==== Extracted entries ====
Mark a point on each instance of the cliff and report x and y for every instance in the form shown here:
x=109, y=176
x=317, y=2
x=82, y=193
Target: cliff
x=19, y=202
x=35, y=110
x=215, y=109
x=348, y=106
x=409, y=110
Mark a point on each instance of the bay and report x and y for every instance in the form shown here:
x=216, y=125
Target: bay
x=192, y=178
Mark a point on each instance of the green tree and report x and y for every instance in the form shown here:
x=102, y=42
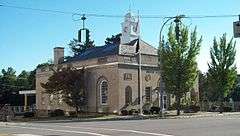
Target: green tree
x=69, y=82
x=222, y=70
x=78, y=48
x=8, y=84
x=178, y=61
x=115, y=39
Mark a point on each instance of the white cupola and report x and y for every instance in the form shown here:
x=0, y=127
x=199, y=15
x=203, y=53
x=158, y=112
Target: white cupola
x=130, y=28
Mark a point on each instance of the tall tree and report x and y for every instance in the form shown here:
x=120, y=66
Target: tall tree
x=68, y=82
x=77, y=48
x=222, y=70
x=8, y=85
x=115, y=39
x=178, y=61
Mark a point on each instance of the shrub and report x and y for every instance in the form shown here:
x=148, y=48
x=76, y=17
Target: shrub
x=56, y=113
x=28, y=114
x=124, y=112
====
**Instructions for the task:**
Render the lines of the records as a Markdown table with the columns "Row" and "Line", running from the line containing "Mark a point on each instance of the shrub" through the end of the records, inclusive. Give one numbered row per line and skip any blank lines.

**Full output:**
| Row | Line |
|---|---|
| 1 | Mark a point on each instance of the shrub and report x and y for every instance in the form shown here: |
| 2 | x=148, y=48 |
| 3 | x=76, y=17 |
| 4 | Target: shrub |
| 5 | x=56, y=113 |
| 6 | x=28, y=114 |
| 7 | x=124, y=112 |